▶ _PROBLEM REQUIREMENTS_
Each entry that appears below should be restated word for word.

[[ INPUT RECORDS open ]]

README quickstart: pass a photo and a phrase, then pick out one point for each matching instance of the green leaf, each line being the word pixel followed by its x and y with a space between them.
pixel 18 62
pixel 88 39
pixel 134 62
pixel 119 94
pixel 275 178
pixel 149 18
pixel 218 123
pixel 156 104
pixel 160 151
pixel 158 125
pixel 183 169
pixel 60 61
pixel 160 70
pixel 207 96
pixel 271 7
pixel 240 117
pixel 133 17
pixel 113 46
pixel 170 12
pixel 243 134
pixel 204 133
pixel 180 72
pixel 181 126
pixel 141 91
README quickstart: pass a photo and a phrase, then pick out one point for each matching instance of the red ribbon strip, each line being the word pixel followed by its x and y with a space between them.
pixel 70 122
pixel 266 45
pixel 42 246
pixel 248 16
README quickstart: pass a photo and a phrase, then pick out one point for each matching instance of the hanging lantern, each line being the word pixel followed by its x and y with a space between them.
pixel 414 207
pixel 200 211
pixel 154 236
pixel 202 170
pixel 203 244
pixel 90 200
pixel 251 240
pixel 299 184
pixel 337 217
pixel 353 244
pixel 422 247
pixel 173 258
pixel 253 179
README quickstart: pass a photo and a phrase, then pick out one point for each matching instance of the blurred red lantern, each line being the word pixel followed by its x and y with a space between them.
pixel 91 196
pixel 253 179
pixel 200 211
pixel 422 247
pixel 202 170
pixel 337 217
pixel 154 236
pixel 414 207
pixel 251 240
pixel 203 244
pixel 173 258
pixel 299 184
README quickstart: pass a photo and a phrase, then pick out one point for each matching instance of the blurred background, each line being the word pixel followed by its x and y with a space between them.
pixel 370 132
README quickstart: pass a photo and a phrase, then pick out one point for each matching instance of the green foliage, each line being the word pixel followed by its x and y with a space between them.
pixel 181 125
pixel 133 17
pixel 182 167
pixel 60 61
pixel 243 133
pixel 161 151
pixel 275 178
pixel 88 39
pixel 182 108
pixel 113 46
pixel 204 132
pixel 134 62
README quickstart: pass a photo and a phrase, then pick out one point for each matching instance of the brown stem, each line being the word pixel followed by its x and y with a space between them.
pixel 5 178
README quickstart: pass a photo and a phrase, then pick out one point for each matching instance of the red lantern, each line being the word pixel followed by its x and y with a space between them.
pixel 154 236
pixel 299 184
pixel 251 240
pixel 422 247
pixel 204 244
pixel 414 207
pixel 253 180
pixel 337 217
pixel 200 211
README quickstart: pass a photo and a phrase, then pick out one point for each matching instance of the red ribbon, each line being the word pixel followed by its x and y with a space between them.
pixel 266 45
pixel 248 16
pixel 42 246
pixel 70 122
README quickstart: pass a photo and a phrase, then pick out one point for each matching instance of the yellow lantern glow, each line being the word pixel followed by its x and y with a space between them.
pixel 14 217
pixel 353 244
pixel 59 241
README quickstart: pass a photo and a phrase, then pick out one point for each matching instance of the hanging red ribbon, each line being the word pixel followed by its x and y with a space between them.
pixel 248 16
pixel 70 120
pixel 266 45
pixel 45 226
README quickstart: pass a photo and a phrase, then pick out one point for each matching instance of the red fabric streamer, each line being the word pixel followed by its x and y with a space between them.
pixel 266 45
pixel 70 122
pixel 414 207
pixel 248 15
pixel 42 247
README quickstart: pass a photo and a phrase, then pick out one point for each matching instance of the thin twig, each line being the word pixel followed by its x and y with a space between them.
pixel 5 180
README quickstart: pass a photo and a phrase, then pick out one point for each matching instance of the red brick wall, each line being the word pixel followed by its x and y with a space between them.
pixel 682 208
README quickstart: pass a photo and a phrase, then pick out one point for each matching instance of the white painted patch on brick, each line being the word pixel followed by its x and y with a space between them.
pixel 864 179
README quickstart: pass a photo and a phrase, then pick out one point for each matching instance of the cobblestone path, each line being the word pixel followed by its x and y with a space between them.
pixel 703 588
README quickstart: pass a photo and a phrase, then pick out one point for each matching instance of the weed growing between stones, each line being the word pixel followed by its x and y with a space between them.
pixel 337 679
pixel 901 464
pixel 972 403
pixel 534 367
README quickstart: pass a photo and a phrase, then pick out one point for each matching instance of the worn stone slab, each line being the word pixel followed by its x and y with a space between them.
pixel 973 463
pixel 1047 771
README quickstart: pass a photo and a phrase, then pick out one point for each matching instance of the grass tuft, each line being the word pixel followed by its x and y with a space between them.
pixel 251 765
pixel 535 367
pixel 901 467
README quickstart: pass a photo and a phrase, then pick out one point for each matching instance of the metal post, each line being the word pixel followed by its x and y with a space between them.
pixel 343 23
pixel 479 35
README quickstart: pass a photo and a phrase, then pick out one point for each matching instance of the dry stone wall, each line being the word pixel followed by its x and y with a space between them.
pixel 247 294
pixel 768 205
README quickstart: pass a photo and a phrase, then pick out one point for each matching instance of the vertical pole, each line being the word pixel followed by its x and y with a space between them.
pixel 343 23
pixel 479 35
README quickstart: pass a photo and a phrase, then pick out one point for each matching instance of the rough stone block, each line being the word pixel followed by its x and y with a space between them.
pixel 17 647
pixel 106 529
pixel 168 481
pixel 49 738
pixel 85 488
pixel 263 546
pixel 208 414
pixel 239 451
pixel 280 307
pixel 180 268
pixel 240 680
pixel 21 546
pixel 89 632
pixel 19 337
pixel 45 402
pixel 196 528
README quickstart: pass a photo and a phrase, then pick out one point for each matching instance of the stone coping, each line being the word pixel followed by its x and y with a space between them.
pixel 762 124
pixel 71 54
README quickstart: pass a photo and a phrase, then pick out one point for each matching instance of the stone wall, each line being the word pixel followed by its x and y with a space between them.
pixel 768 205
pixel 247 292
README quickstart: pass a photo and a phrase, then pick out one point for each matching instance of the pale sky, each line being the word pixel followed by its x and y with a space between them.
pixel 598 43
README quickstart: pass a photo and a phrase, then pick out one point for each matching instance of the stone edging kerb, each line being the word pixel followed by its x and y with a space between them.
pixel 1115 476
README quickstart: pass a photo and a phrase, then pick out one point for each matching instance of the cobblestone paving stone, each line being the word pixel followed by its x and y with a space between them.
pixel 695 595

[[ INPUT RECORDS closed ]]

▶ _RESPONSE AREA_
README quickstart: pass a photo and a phrase, then pick out one point for each matching instance of the green leaf, each line being the word pixel followed by its x and y with a space between them.
pixel 18 62
pixel 88 39
pixel 134 62
pixel 119 94
pixel 275 178
pixel 149 18
pixel 218 123
pixel 156 104
pixel 160 151
pixel 158 125
pixel 183 169
pixel 60 61
pixel 160 70
pixel 207 96
pixel 271 7
pixel 240 117
pixel 133 17
pixel 113 46
pixel 170 12
pixel 243 134
pixel 204 133
pixel 180 72
pixel 181 126
pixel 141 91
README quickstart: pass a photo and a phrase, then pick out one point for each matching instance of the red ribbon strip, each line being the word pixel followed by its x and y with a space between them.
pixel 70 122
pixel 266 45
pixel 42 246
pixel 248 16
README quickstart: pass a photo and a phrase, then pick out one point for each matching instance of the hanging lantern, each line being the word pixel followed by its x and y with a space between them.
pixel 414 207
pixel 200 211
pixel 154 236
pixel 202 170
pixel 203 244
pixel 90 200
pixel 251 240
pixel 299 184
pixel 337 217
pixel 353 244
pixel 422 247
pixel 173 258
pixel 253 179
README quickstart: pass a photo and a phrase, then pick out one point for each matching instance of the blurred red lantern, each line being the word pixel followed by its x and y with a space between them.
pixel 91 196
pixel 253 179
pixel 200 211
pixel 422 247
pixel 202 170
pixel 337 217
pixel 154 236
pixel 414 207
pixel 251 240
pixel 203 244
pixel 173 258
pixel 299 184
README quickstart: pass a photo and a phrase, then pick out one point for each matching instance of the blurred background, each line being the word pixel followed by its x and y with a space between them.
pixel 370 132
README quickstart: pass a photo and a phrase, then pick out one point for each matching instance of the green foliage, each line being the word pixel followed by its x and y with a space between them.
pixel 181 125
pixel 133 17
pixel 182 167
pixel 60 61
pixel 243 133
pixel 161 151
pixel 275 178
pixel 88 39
pixel 182 108
pixel 113 46
pixel 204 132
pixel 134 62
README quickstart: pass a photo and a phrase, then pick out one point for each matching instance of the brown stem, each line being the word pixel followed by its x and y with a space between them.
pixel 5 178
README quickstart: pass a photo and a phrase, then pick out one point for each matching instance of the red lantern, each line being the word pixel followed by its x and y with a space between them.
pixel 154 236
pixel 299 184
pixel 251 240
pixel 422 247
pixel 204 244
pixel 414 207
pixel 253 180
pixel 337 217
pixel 200 211
README quickstart: pass a photo and a phrase, then pick out one point for each matching instance of the red ribbon, each line being the word pixel followed by its x and y with a space between them.
pixel 266 45
pixel 248 16
pixel 42 246
pixel 70 122
README quickstart: pass a photo and a phrase, then pick out one point for each matching instance of the yellow lantern glow, each line being the word pixel followed by its x and y with a space between them.
pixel 14 217
pixel 353 244
pixel 59 241
README quickstart: pass a photo and a phrase, then pick out one point for each matching instance of the hanging red ribbon, each line being the word pixel followed by its x and y with a space between them.
pixel 248 16
pixel 70 120
pixel 266 45
pixel 45 226
README quickstart: pass a photo and a phrase, then pick out one point for each matching instance of the red fabric streamer, each line being the word pixel followed by its x and y with a space between them.
pixel 266 45
pixel 70 122
pixel 414 207
pixel 248 15
pixel 42 247
README quickstart: pass a photo and a phrase, then pick out one point for each matching instance of the thin twig, each line being the word pixel followed by its x and y with a space between them.
pixel 5 180
README quickstart: pass a photo and a phrase, then pick out one point for each matching instance of the red brick wall, each line being the word pixel followed by its x and y with a space between them.
pixel 682 208
README quickstart: pass a photo and a phrase, then pick out one point for each matching instance of the white painted patch on brick, each line being the word pixel followed by its x and y with a space between them.
pixel 864 179
README quickstart: pass a photo and a phrase, then pick out one point for each matching instance of the cobblestone path, each line being the word pixel followed by its x and y with a space between them.
pixel 703 588
README quickstart: pass a photo and a phrase, then pick out one point for each matching instance of the weed growing between stones, each line being the word pixel followed by its x and y with a space between them.
pixel 337 679
pixel 901 464
pixel 972 403
pixel 534 367
README quickstart: pass a photo and a phrase, then pick out one point for each matching instance of the worn stone slab, each line being the word pixel followed by its x and y with a space between them.
pixel 973 463
pixel 1047 771
README quickstart: pass a photo and a phrase, then pick out one point for each matching instance of the grass tuft, each line being the word pixel followed by its x and y with a space between them.
pixel 251 765
pixel 535 367
pixel 901 467
README quickstart: pass a photo and a phrase, then pick out one point for each matching instance of the metal post, each line being the word pixel followed by its x and y with a space between them.
pixel 343 23
pixel 479 35
README quickstart: pass a photo and a phrase, then pick out one point for each matching instance of the dry stone wall, each line being the word pixel followed by its x and y with a space between them.
pixel 247 294
pixel 768 205
README quickstart: pass a photo and a phrase, then pick out one point for each matching instance of the vertical pole, each line being the word pixel followed by its x and y with a space between them.
pixel 343 23
pixel 479 35
README quickstart: pass a photo and a phrase, then pick out one point for each matching instance of the rough stone block, each line being the word pixel followed by its x and y with a space between them.
pixel 17 647
pixel 106 529
pixel 168 481
pixel 49 738
pixel 85 488
pixel 263 546
pixel 208 414
pixel 239 451
pixel 280 307
pixel 180 268
pixel 240 680
pixel 21 546
pixel 89 632
pixel 19 337
pixel 45 402
pixel 196 528
README quickstart: pass a photo and a phrase, then pick out one point for each matching instance of the stone coping, each line being the word pixel followed by its x and y with a space between them.
pixel 762 124
pixel 71 54
README quickstart: pass a photo and a phrase, then pick out one point for each matching instance of the stone wall, each line being the word pixel followed by its x and y with a space between them.
pixel 768 205
pixel 247 292
README quickstart: pass a photo and a phrase, then pick out one point for each matching instance of the pale sky, each line being the word pixel followed by its x and y with a space between them.
pixel 598 43
README quickstart: pass a photo and a phrase, then pick out one point for each matching instance of the stone edging kerb, each line being the word pixel followed by its x and y with a space between them.
pixel 1115 476
README quickstart: pass a photo and a phrase, then pick out one point for each matching instance of the cobblestone paving stone, each line being the word pixel followed by its x and y with a space between them.
pixel 695 595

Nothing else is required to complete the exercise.